'''

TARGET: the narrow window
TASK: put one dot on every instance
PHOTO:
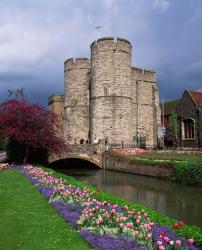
(188, 128)
(105, 91)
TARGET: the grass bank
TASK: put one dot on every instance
(28, 222)
(186, 231)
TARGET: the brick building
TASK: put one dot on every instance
(189, 116)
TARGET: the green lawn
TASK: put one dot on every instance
(28, 222)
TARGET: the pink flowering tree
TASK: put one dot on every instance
(30, 125)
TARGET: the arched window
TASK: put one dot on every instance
(188, 128)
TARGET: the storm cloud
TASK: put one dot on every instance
(36, 37)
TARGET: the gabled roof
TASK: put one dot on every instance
(196, 96)
(169, 106)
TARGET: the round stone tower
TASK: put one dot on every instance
(110, 94)
(76, 78)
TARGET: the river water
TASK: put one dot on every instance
(178, 201)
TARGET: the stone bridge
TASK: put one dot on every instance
(89, 152)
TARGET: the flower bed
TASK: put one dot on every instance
(3, 166)
(185, 166)
(102, 224)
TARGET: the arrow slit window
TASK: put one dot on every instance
(188, 127)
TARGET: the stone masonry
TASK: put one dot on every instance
(106, 98)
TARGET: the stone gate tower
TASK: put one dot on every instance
(110, 96)
(106, 98)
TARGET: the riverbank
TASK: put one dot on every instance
(180, 166)
(28, 221)
(123, 223)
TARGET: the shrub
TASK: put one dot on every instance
(188, 173)
(16, 151)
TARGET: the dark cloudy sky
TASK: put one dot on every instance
(36, 36)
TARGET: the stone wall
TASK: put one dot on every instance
(111, 101)
(56, 104)
(76, 78)
(146, 110)
(183, 113)
(107, 98)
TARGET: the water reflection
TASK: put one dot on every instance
(178, 201)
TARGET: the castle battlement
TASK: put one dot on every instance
(107, 98)
(111, 43)
(78, 62)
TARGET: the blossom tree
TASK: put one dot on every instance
(31, 125)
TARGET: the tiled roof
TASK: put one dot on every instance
(169, 106)
(197, 96)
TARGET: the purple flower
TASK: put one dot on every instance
(106, 242)
(70, 212)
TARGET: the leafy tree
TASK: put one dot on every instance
(30, 125)
(173, 127)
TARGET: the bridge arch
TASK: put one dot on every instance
(74, 162)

'''

# ACTION ITEM
Look through the data above. Each line containing the word "bridge" needs to be copied.

# RESULT
TARGET: the stone bridge
TARGET: the bridge arch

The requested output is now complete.